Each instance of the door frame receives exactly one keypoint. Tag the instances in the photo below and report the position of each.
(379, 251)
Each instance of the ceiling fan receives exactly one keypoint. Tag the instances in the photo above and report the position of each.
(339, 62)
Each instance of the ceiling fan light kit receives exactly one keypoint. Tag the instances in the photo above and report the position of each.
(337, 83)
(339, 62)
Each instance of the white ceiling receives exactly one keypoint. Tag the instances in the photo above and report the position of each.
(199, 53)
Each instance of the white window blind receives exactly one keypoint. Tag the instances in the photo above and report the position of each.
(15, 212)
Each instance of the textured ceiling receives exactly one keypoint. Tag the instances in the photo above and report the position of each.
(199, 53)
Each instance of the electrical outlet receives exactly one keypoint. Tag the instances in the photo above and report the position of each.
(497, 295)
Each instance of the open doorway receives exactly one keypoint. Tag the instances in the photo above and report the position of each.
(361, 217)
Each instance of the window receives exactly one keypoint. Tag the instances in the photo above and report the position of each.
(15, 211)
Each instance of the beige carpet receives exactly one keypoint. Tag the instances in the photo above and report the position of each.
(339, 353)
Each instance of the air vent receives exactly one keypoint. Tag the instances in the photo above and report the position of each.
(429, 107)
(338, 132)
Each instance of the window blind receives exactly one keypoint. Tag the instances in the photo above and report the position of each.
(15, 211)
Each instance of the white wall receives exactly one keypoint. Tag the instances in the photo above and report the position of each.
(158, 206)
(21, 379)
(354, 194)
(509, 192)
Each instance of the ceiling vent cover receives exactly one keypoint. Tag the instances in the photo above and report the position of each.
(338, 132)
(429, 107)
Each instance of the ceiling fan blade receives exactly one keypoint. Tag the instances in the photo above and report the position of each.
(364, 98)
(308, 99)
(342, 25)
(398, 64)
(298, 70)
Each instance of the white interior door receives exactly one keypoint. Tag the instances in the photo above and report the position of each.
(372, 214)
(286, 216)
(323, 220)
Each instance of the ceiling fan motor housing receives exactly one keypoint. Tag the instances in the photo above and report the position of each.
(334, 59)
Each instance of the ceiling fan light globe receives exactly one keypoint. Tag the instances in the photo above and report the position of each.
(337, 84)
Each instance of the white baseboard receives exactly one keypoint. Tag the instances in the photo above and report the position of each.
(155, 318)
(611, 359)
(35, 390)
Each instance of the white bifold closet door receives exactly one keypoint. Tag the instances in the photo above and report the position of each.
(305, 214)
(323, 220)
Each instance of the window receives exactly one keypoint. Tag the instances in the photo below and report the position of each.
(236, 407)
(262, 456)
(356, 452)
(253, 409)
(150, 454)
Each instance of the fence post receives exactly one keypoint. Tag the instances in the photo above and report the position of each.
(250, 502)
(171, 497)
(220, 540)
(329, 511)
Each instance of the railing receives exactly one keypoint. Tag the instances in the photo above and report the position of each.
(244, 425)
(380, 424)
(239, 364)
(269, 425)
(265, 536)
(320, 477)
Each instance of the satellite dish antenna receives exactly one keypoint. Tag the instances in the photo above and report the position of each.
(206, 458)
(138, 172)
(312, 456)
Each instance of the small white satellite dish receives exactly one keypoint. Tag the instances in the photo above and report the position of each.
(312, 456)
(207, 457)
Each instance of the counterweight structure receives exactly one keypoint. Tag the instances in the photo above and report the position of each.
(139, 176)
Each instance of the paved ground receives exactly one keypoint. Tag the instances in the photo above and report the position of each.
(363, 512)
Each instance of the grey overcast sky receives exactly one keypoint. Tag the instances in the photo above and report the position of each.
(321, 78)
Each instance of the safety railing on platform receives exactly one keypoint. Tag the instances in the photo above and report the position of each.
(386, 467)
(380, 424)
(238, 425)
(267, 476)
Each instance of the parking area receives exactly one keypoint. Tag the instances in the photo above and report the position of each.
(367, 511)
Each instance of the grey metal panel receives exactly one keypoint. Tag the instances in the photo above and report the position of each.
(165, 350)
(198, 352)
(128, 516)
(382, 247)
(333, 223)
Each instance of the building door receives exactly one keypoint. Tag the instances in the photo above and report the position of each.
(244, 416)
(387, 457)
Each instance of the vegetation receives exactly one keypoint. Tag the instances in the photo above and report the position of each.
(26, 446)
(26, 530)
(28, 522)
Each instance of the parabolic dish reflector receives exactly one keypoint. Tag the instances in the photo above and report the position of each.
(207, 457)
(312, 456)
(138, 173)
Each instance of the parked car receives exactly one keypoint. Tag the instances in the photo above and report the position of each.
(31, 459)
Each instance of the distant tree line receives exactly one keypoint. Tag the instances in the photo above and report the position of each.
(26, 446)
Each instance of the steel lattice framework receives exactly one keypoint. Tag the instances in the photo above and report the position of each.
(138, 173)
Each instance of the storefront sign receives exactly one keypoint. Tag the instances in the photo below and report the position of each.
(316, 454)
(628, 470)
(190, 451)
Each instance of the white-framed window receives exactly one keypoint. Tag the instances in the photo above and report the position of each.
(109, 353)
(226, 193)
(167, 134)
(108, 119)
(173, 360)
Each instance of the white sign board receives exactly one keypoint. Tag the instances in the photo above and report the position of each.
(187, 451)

> [TASK GOAL]: Copy out the whole listing above, leaving each line exactly as it stands.

> [ANSWER]:
Each instance of the door frame receives exactly one keypoint. Tag the instances in the photo below and report the position of each.
(379, 251)
Each instance of the ceiling fan receives exactly one keypoint. Tag the instances in the photo above and report the position of each.
(339, 62)
Each instance of the ceiling fan light kit receives exactly one keypoint. Tag the instances in the photo above and report the position of each.
(337, 83)
(339, 62)
Each instance of the white ceiling receives exactly one keypoint. Tag the instances in the photo above and report the position of each.
(199, 53)
Each instance of the white window blind receives exactly one keypoint. Tag the instances in the photo above and report the position of each.
(15, 212)
Each instance of the textured ceiling receives exactly one keypoint. Tag the instances in the photo above and report the position of each.
(199, 53)
Each instance of the electrical outlet receives exactly one keypoint. Tag the instances in the photo above and report the position of each.
(497, 295)
Each instance of the open doorway receives exactly one keypoint. Tag the instances in the photo above and report the position of each.
(361, 217)
Each instance of the window receives exactly one keypoint. Tag the instances in the photo above and report the position of each.
(15, 211)
Each instance of the beige carpet receives exactly one keypoint. Tag the instances in the photo above and report the position of each.
(339, 353)
Each instance of the air vent receives exactly one keypoint. Tag the instances in the photo above and report the position of each.
(429, 107)
(338, 132)
Each instance of the window blind receives exactly one keypoint. Tag the instances in the photo above and report the position of each.
(15, 211)
Each instance of the white wall receives exactly one keypoint. Tag the instances in the photo above and report the position of each.
(158, 206)
(21, 379)
(354, 194)
(509, 192)
Each instance of the ceiling vent cover receives exactly one keypoint. Tag the instances in the photo above and report the position of each.
(338, 132)
(429, 107)
Each instance of the ceiling fan blade receives exactly one keypoint. Tag the instances in the photo above and report the position of each.
(364, 98)
(308, 99)
(342, 25)
(398, 64)
(298, 70)
Each instance of the white interior door receives exactly one keypoint. Tag the instances in the photo above and report the position of each.
(372, 214)
(286, 216)
(323, 220)
Each instance of the ceiling fan motor housing receives exactly one keypoint. Tag the instances in the photo above and report the position of each.
(334, 59)
Each instance of the ceiling fan light globe receives exactly one keypoint. Tag the instances in the photo above and report the position of each.
(337, 84)
Each instance of the white baseboard receives exactly one keypoint. Tag the instances in the photo above and report the position of each.
(155, 318)
(611, 359)
(35, 390)
Each instance of the white bifold closet door receives exactly one keypoint. Tag the instances in the photo above and report the position of each.
(305, 214)
(323, 220)
Each instance of the window receives exactly one keypoint. Tag the instances in the photo below and report the position of each.
(236, 407)
(262, 456)
(356, 452)
(253, 409)
(150, 454)
Each instance of the fence post receives exactly one keypoint. Tag the instances in the photo above and report the position of each.
(250, 502)
(171, 497)
(220, 540)
(329, 511)
Each instance of the railing receives exactly one keypoint. Tag the instances in the photo above and report the position of each.
(244, 425)
(380, 424)
(239, 364)
(269, 425)
(265, 536)
(320, 477)
Each instance of the satellite dish antenna receives exactly one keypoint. Tag the instances in the photo above and report the position of each.
(206, 458)
(138, 172)
(312, 456)
Each instance of the small white satellite dish receives exactly one keypoint. Tag the instances in the photo above and report the position of each.
(312, 456)
(207, 457)
Each instance of the counterweight structure receives exactly one keypoint. Tag the instances in the photo above and report the position of each.
(139, 176)
Each instance of the paved ground receives exactly one keypoint. Tag the instances in the photo above and report the position of each.
(363, 512)
Each instance of the grey overcast sky receives exactly one keypoint. Tag the instances in the photo above and report the position of each.
(321, 78)
Each instance of the safety railing on platform receives exactly one keypoint. Tag the instances in the photo above and report the position of each.
(386, 467)
(380, 424)
(238, 425)
(267, 476)
Each instance of the parking area receives exactly one keypoint. Tag the instances in the photo above and report the position of each.
(367, 511)
Each instance of the grey metal panel receives exactly one keypoint. Tag the instances in the photo above and report the position of each.
(165, 350)
(198, 352)
(128, 516)
(382, 247)
(333, 223)
Each instance of the building door receives exactly one keypoint. Tag the instances in the photo above and report the position of each.
(244, 416)
(387, 457)
Each instance of the vegetation receives exactly one keypoint. Tag the instances in the photo above and report the position of each.
(26, 446)
(26, 530)
(28, 522)
Each instance of the parabolic dish reflector receives exactly one keypoint. Tag the instances in the photo above and report the position of each.
(207, 457)
(312, 456)
(138, 173)
Each instance of the parked car receives exactly one keypoint. Tag the instances in the photo above and report the position of each.
(31, 459)
Each instance of the distant tree line receives exactly one keypoint. Tag the instances in the photo above and report the position of each.
(26, 446)
Each instance of the steel lattice framework receives exactly one keypoint. Tag the instances in the photo above and report the position of each.
(138, 173)
Each instance of the storefront sign receives exactly one keypoint. Tag the instances in the photo below and report the position of each.
(316, 454)
(628, 470)
(190, 451)
Each instance of the white-framed window receives exactly one keypoint. Tag the instances in the photo above and report the position of each.
(109, 353)
(226, 193)
(167, 134)
(108, 119)
(173, 360)
Each instance of the white sign board receives exactly one keypoint. Tag the instances in the photo above and report the position of each.
(187, 451)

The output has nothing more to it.